• What to work on:
**a.** Summarize the Qupls forum thread in two sentences.
**b.** Write the next part of the Qupls forum thread, picking up after its final sentence.

• Article:
· · · · · · ·

View unanswered posts | View active topics It is currently Sat Apr 27, 2024 7:29 pm



Reply to topic  [ 67 posts ]  Go to page Previous  1, 2, 3, 4, 5  Next
 Qupls (Q+) 
Author Message

Joined: Sat Feb 02, 2013 9:40 am
Posts: 2095
Location: Canada
Made this pretty block diagram of Q+.
Attachment:
File comment: Block Diagram of Q+
Qupls.png
Qupls.png [ 52.27 KiB | Viewed 722 times ]

Still working on branches.
Got ENTER and LEAVE working with the compiler and assembler.

_________________
Robert Finch http://www.finitron.ca


Sat Jan 27, 2024 5:56 am
Profile WWW

Joined: Wed Jan 09, 2013 6:54 pm
Posts: 1783
oh thanks - I do like a block diagram! A very good way to get a handle on things.


Sat Jan 27, 2024 9:07 am
Profile

Joined: Sat Feb 02, 2013 9:40 am
Posts: 2095
Location: Canada
Latest Changes:
Discovered the CHK instruction did almost the same thing as the SYS instruction, so got rid of the SYS instruction and rearranged the opcodes a little bit. CHK invokes an exception handler if the check fails, while SYS always invokes an exception handler. Using a CHK that always fails does the same thing. The CHK instruction accepts an argument specifying the exception cause code. The CHK instruction was also made more powerful, allowing it to do privilege level checks, and the stack canary check too.

I had a heck of a time figuring out why branches were going to the wrong address. Then I realized while looking at vasm code that I had tentatively modified the branch displacement calculation to support 36-bit instructions instead of 40-bits. Forgot to switch the calc back to 40-bit instructions.

*****
Still working on branches.

Unconditional branches are performed at the extract stage of the pipeline as soon as an instruction can be decoded. This is for performance of at least two cycles sooner than they would be executed in the execute stage.
However, a branch miss from an earlier instruction can occur during execute at the same time as an unconditional branch which is done in the extract stage. The earlier instruction should take precedence.

The extract stage branch needs to stomp on the instructions following in the fetch and align stage. The conditional branch executing from the execute stage needs to stomp on all the instructions in the pipeline.

Now throw micro-code into the mix. There needs to be “on and off ramps” to get into and exit micro code. Micro-code is entered at the extract stage triggered by a decode of a macro instruction. Since there is a pipeline delay after decode, one and only one instruction from extract needs to be stomped on after the decode of a macro instruction. There is a positive edge detector involved to do this. Micro-code exits by performing a branch back to ordinary code. The front of the pipeline which was stalled/locked for the micro-code needs to be unlocked, otherwise the branch cannot execute.

· · · · · · ·

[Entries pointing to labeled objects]
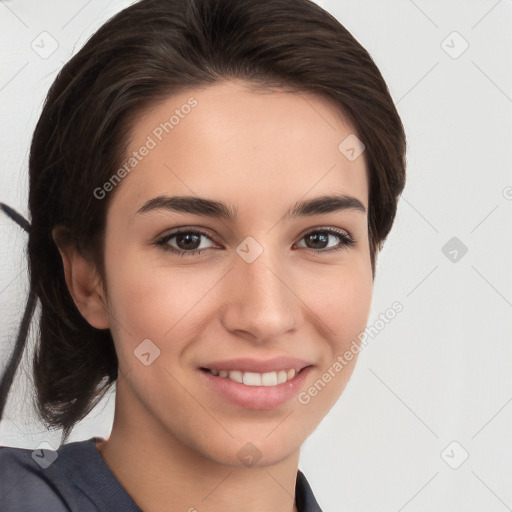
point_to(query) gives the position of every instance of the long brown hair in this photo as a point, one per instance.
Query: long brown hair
(144, 54)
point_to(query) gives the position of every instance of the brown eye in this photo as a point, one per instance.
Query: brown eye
(319, 240)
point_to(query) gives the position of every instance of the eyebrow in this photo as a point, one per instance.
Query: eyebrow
(216, 209)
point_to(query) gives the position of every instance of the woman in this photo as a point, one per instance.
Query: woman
(210, 183)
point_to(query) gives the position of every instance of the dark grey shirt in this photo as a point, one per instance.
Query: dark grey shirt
(76, 478)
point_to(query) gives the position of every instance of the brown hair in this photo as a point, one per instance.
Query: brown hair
(144, 54)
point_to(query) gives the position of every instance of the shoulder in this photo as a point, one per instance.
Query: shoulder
(25, 485)
(73, 477)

· · · · · · ·

• Responses per task:
**a.** The author shared a block diagram of Q+, got ENTER and LEAVE working with the compiler and assembler, and dropped the SYS instruction in favor of an expanded CHK instruction that takes an exception cause code and can also do privilege level and stack canary checks. The author also found that wrong branch addresses came from a displacement calculation still set for 36-bit rather than 40-bit instructions, and described how extract-stage unconditional branches, execute-stage branch misses, and micro-code entry and exit must stomp on or unlock parts of the pipeline.

**b.**
It is tricky to figure out which line of code is affecting things. I have had it almost working several times now. Thought it to be working but then ran into cases running longer code. ATM it is stomping on too many instructions after a branch.

_________________
Robert Finch http://www.finitron.ca


Tue Jan 30, 2024 5:53 am
Profile WWW

Joined: Sat Feb 02, 2013 9:40 am
Posts: 2095
Location: Canada
Slow day. Spent some time looking at FT833 a 65816/65832 compatible core with the thought of some potential updates.

There were some extra bits in the CHARNDX instruction, so it was made more powerful. It will now perform a masking operation on the character array so that different classes of characters can be found as opposed to just matching on a specific character.

_________________
Robert Finch http://www.finitron.ca


Wed Jan 31, 2024 4:08 am
Profile WWW

Joined: Sat Feb 02, 2013 9:40 am
Posts: 2095
Location: Canada
Latest Changes:
Made branches more powerful, now capable of incrementing a register and branching if the condition is met. There was an extra unused bit in branch instructions. Also added logical and bitwise branches for branch-and, branch-or, branch nand, and branch-nor. Came up with these instructions from an earlier CPU core. There is some weirdness as it is possible to increment a floating-point value if a float value is in a register.

Latest Fixes:
Several fixes got branches working much better. Branches are horrendously slow, being worked on with branch prediction disabled. A tight three-instruction loop with a memory store is taking about 40 clocks per iteration.

The instruction group at the branch target was being queued twice. The pipeline was being stopped until the IP matched the miss IP. The check needed to be against the next IP value not the current one.

Stomping at the fetch stage needed to be made sticky as it was only combinational logic. The stomp signal was disappearing too soon causing instructions that should have been stomped on to make it to enqueue.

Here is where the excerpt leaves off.